**課題の内容**
1. 関口文治郎の文から、「上州の甚五郎 関口文治郎」から「た。文治郎22歳の時である。」までを、両端も含めて一字も変えずに書き写してください。
2. 関口文治郎の文に出てくる、元号で書かれた年をすべて挙げてください。

**抜き出した本文**
+ + + + +

上州の甚五郎 関口文治郎

  文治郎は享保16年(1731上州の上田沢に生まれた。少年時代 に花輪初代石原吟八郎の弟子となった・・・とある。

 武州妻沼聖天堂の造営にあたって師匠を手伝い、宝暦2年(1752)聖天堂の完成には仕手としての立場ではあるが、師匠の片腕となるほどの技術を高め、納得のできる物であり、在所の観音堂に大願成就の願を果たして半鐘を寄進した。文治郎22歳の時である。

これは平成9年 黒保根村村誌(以下村誌とする)による記述であり、宝暦6年(1756)を幣殿の彫刻年とし、彫物棟梁代行。宝暦10年を拝殿の彫刻年とし、彫物棟梁とある。

 医光寺についてはこれより少し先昭和63年の村誌別巻3 黒保根の民家・社寺建築(以下別巻とする)詳しく書いて有る。

+ + + + +

**データ欄**

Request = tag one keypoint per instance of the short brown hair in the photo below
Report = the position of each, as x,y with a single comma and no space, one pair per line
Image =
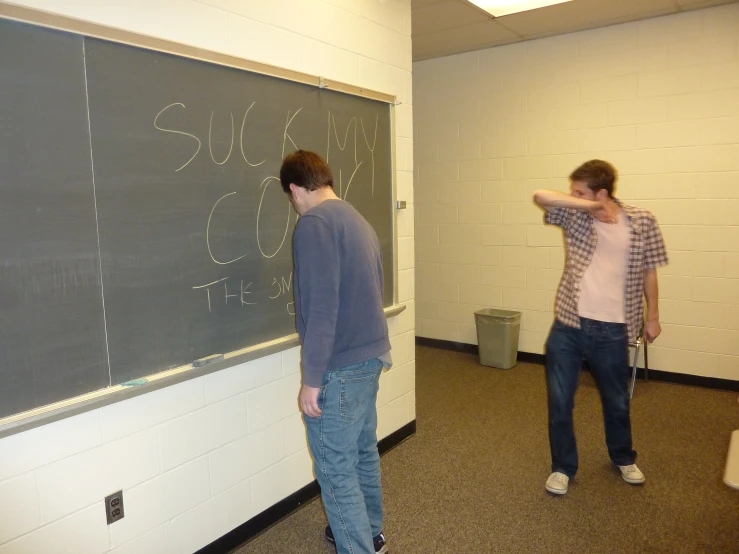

+ + + + +

**練習の答え**
1.
上州の甚五郎 関口文治郎

  文治郎は享保16年(1731上州の上田沢に生まれた。少年時代 に花輪初代石原吟八郎の弟子となった・・・とある。

 武州妻沼聖天堂の造営にあたって師匠を手伝い、宝暦2年(1752)聖天堂の完成には仕手としての立場ではあるが、師匠の片腕となるほどの技術を高め、納得のできる物であり、在所の観音堂に大願成就の願を果たして半鐘を寄進した。文治郎22歳の時である。

2.
享保16年
宝暦2年
平成9年
宝暦6年
宝暦10年
昭和63年